Polecenie: Proszę powtórzyć poniższe dane dosłownie, w całości i bez jakichkolwiek zmian.

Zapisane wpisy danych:
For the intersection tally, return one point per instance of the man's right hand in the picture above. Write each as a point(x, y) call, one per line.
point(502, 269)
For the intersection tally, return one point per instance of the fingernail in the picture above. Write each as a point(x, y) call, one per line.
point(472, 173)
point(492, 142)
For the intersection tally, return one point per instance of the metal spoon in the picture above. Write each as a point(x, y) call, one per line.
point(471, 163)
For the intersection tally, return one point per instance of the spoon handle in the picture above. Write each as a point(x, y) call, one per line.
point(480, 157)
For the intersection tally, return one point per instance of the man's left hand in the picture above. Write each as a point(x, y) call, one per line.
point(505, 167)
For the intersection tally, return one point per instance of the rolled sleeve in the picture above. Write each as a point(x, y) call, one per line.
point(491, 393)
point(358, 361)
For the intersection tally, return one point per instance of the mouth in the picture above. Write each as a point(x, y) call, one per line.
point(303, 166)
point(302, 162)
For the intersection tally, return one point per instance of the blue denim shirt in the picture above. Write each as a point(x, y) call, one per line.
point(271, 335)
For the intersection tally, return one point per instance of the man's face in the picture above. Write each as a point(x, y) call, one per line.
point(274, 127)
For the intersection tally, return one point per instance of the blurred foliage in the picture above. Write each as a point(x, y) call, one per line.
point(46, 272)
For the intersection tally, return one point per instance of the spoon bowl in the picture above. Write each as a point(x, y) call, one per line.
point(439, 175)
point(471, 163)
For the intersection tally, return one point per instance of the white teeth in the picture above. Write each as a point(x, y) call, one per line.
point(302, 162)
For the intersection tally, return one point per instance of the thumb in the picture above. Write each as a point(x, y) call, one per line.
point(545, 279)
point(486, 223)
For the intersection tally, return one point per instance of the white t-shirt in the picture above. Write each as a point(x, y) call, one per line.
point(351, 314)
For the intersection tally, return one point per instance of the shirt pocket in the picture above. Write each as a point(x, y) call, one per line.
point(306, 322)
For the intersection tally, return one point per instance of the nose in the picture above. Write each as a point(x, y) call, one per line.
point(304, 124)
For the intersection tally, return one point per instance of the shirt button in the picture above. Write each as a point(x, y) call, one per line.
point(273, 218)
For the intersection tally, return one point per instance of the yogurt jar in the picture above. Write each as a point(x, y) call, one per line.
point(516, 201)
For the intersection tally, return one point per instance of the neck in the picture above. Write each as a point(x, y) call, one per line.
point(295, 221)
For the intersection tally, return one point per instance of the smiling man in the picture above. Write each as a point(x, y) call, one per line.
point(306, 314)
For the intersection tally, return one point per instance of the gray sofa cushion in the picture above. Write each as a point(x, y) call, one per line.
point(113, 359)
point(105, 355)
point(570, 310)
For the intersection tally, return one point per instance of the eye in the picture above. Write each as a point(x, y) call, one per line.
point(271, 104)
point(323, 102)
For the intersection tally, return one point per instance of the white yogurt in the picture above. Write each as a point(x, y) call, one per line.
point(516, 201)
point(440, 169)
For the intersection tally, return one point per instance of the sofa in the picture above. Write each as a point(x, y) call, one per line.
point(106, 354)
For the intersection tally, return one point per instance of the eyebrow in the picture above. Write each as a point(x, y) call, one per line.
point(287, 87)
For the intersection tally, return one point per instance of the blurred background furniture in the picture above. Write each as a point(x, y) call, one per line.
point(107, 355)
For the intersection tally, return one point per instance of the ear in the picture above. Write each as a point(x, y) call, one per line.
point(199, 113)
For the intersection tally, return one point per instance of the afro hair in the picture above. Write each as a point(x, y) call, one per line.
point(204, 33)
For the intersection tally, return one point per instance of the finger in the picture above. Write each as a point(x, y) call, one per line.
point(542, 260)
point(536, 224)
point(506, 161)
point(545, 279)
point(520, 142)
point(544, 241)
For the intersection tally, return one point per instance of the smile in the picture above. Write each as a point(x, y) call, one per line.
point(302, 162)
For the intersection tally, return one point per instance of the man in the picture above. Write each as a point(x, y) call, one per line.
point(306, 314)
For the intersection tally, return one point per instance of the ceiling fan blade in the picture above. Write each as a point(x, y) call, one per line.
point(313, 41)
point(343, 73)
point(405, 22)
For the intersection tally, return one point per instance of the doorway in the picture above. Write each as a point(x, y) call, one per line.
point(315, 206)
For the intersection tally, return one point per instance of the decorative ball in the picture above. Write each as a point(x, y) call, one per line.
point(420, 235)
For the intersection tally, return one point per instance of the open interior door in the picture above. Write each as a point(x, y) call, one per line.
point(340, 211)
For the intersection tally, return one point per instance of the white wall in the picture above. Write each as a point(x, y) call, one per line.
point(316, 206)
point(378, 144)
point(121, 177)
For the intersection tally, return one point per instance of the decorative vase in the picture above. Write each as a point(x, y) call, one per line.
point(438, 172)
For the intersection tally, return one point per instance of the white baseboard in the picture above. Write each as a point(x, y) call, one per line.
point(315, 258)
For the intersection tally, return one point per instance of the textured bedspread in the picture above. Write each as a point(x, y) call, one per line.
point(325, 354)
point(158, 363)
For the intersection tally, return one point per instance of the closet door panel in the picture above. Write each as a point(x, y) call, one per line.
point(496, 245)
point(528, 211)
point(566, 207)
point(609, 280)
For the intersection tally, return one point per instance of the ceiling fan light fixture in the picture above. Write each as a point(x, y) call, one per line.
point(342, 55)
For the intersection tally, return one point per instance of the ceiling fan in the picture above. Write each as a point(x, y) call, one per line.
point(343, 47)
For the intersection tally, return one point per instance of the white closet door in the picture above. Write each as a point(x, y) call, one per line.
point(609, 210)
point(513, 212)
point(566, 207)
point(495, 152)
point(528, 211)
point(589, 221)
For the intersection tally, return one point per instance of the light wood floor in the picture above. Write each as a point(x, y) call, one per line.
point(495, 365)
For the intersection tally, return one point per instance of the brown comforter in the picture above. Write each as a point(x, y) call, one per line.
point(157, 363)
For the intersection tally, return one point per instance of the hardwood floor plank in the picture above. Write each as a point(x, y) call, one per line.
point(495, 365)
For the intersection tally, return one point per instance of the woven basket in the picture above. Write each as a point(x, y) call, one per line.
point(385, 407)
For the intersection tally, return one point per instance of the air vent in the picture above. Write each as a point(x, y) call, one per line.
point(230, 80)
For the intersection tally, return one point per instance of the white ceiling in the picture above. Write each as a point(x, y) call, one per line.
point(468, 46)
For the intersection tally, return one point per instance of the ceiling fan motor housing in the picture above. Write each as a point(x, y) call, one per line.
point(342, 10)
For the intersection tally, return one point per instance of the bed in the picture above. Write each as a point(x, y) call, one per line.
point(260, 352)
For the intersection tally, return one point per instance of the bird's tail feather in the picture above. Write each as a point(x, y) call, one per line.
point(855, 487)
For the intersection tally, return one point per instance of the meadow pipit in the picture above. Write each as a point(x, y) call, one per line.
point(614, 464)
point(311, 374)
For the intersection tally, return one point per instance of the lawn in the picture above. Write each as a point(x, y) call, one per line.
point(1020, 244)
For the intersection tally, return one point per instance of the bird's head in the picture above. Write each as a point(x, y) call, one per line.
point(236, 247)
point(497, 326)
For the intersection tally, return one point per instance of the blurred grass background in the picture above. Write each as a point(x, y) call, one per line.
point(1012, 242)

Odpowiedź do ćwiczenia:
For the intersection tally, return one point per instance of the man's right hand in the picture above. Write each as a point(x, y) call, one per line.
point(502, 269)
For the intersection tally, return one point per instance of the fingernail in the picture above. Write each as a point(x, y) call, one per line.
point(472, 173)
point(492, 142)
For the intersection tally, return one point per instance of the metal spoon in the picture above. Write each as a point(x, y) call, one per line.
point(471, 163)
For the intersection tally, return one point per instance of the spoon handle in the picture above. Write each as a point(x, y) call, one per line.
point(480, 157)
For the intersection tally, return one point per instance of the man's left hand in the picture above. Write each as a point(x, y) call, one per line.
point(505, 167)
For the intersection tally, return one point per instance of the rolled sleeve in the picture above. Write each as a point(x, y) call, one per line.
point(491, 393)
point(358, 361)
For the intersection tally, return one point per instance of the mouth in the picture above. Write each as a point(x, y) call, one per line.
point(303, 166)
point(302, 162)
For the intersection tally, return one point per instance of the blue denim shirt in the picture above. Write each as a point(x, y) call, one per line.
point(271, 335)
For the intersection tally, return one point per instance of the man's face in the picture above. Write each as a point(x, y) call, one per line.
point(274, 127)
For the intersection tally, return one point per instance of the blurred foliage in the picture above. Write each as a point(x, y) call, one per line.
point(46, 272)
For the intersection tally, return one point per instance of the spoon bowl in the picture above. Write each as a point(x, y) call, one per line.
point(439, 175)
point(471, 163)
For the intersection tally, return one point per instance of the white teeth in the picture above. Write each as a point(x, y) call, one per line.
point(302, 162)
For the intersection tally, return one point per instance of the thumb in the picture above. Write each as a point(x, y) call, one per line.
point(545, 279)
point(486, 223)
For the intersection tally, return one point per instance of the white t-shirt in the picture above. Write each as a point(x, y) call, one per line.
point(351, 314)
For the intersection tally, return one point per instance of the shirt pocket in the picture above. Write each as a point(x, y) call, one per line.
point(306, 322)
For the intersection tally, return one point per instance of the nose in the picture above. Write each as a point(x, y) call, one per line.
point(304, 124)
For the intersection tally, return one point per instance of the shirt button in the picture above. Write each as a point(x, y) call, one per line.
point(273, 218)
For the intersection tally, return one point per instance of the yogurt jar in the picture above. Write each as a point(x, y) call, one per line.
point(516, 201)
For the intersection tally, return one point per instance of the neck in the picture above. Write each as a point(x, y) call, one per line.
point(295, 221)
For the intersection tally, return one point per instance of the smiling man in the picture above. Write each as a point(x, y) call, one per line.
point(306, 314)
For the intersection tally, return one point per instance of the gray sofa cushion in the picture above. Write each as a point(x, y) call, one per line.
point(113, 359)
point(105, 355)
point(570, 310)
For the intersection tally, return one point per instance of the eye in the picture above. Write each as a point(x, y) call, one per line.
point(271, 104)
point(323, 102)
For the intersection tally, return one point per instance of the white yogurt in the picture above. Write each as a point(x, y) call, one per line.
point(516, 201)
point(440, 169)
For the intersection tally, return one point per instance of the sofa in the picture above. Write each as a point(x, y) call, one per line.
point(106, 354)
For the intersection tally, return one point per instance of the eyebrow in the picture above. Write each as a point(x, y) call, one per line.
point(287, 87)
For the intersection tally, return one point per instance of the blurred background furniture in the picture above. Write each as a point(x, y) call, one per line.
point(107, 355)
For the intersection tally, return one point per instance of the ear in the picture above. Write each as a point(x, y) call, one per line.
point(199, 113)
For the intersection tally, return one point per instance of the afro hair in the picture above. Write each as a point(x, y) call, one per line.
point(204, 33)
For the intersection tally, return one point per instance of the finger in the picture above. Write each as a point(x, y) call, one per line.
point(542, 260)
point(536, 224)
point(506, 161)
point(545, 279)
point(520, 142)
point(544, 241)
For the intersection tally, return one point per instance of the smile in the picture above. Write each as a point(x, y) call, one per line.
point(302, 162)
For the intersection tally, return one point per instance of the man in the picture above. Write each as a point(x, y) call, one per line.
point(306, 314)
For the intersection tally, return one point per instance of the ceiling fan blade in the picture above. Write each as a point(x, y) call, one per line.
point(313, 41)
point(343, 73)
point(405, 22)
For the intersection tally, return one point per instance of the doorway in the picture above. Write each as a point(x, y) call, one per line.
point(315, 206)
For the intersection tally, return one point per instance of the decorative ball in the picture above. Write each as a point(x, y) call, one per line.
point(420, 235)
For the intersection tally, return one point per instance of the open interior door in the picture above. Write each as a point(x, y) call, one per line.
point(340, 211)
For the intersection tally, return one point per instance of the white wall in the picture above. Write each as a point(x, y) call, one per line.
point(316, 206)
point(378, 144)
point(121, 177)
For the intersection tally, return one point per instance of the decorative vase in the picture above. Write each as a point(x, y) call, one per line.
point(438, 172)
For the intersection tally, return one point per instance of the white baseboard in the picture above. Write each as a point(x, y) call, one per line.
point(315, 258)
For the intersection tally, return one point per instance of the textured bedspread in the picture above. Write each as a point(x, y) call, one per line.
point(325, 354)
point(158, 363)
For the intersection tally, return one point per instance of the closet door panel in the picture above. Write each as a point(x, y) call, one per line.
point(496, 245)
point(528, 211)
point(566, 207)
point(609, 280)
For the intersection tally, return one point per instance of the ceiling fan light fixture in the picture above. Write each as a point(x, y) call, one per line.
point(342, 55)
For the intersection tally, return one point per instance of the ceiling fan in the picture above. Write each as a point(x, y) call, one per line.
point(343, 47)
For the intersection tally, return one point per instance of the white closet door in the picture above. Write each as a point(x, y) call, one per line.
point(609, 210)
point(513, 212)
point(566, 207)
point(495, 152)
point(528, 211)
point(589, 221)
For the intersection tally, return one point per instance of the light wood floor in the picture above. Write each as a point(x, y) call, one per line.
point(495, 365)
For the intersection tally, return one point per instance of the brown comforter in the picture above. Write each as a point(x, y) call, one per line.
point(157, 363)
For the intersection tally, return one point per instance of the hardwood floor plank in the picture above. Write each as a point(x, y) call, one per line.
point(495, 365)
For the intersection tally, return one point per instance of the woven basket in the picture above. Write each as a point(x, y) call, one per line.
point(385, 407)
For the intersection tally, return one point per instance of the air vent in the picture above. Write each as a point(x, y) call, one per line.
point(230, 80)
For the intersection tally, return one point per instance of the white ceiling in the picture above. Write each as a point(x, y) call, one per line.
point(468, 46)
For the intersection tally, return one point per instance of the ceiling fan motor housing in the picture above. Write each as a point(x, y) call, one per line.
point(342, 10)
For the intersection tally, return one point per instance of the bed in the picture above. Write each as a point(x, y) call, one per line.
point(260, 352)
For the intersection tally, return one point per instance of the bird's tail feather in the picture above. Write each as a point(x, y) call, one per line.
point(855, 487)
For the intersection tally, return one point per instance of the meadow pipit in the picture above. Write each as a point(x, y) call, one per line.
point(614, 464)
point(311, 374)
For the intersection tally, return one point per instance of the lawn in the picture above. Write each as a point(x, y) call, one per line.
point(1020, 244)
For the intersection tally, return one point per instance of the bird's head in the picture above. Write each as a point(x, y) call, one per line.
point(236, 247)
point(497, 326)
For the intersection tally, return one point per instance of the blurred grass background in the picture above. Write each as a point(x, y) call, one per line.
point(1012, 242)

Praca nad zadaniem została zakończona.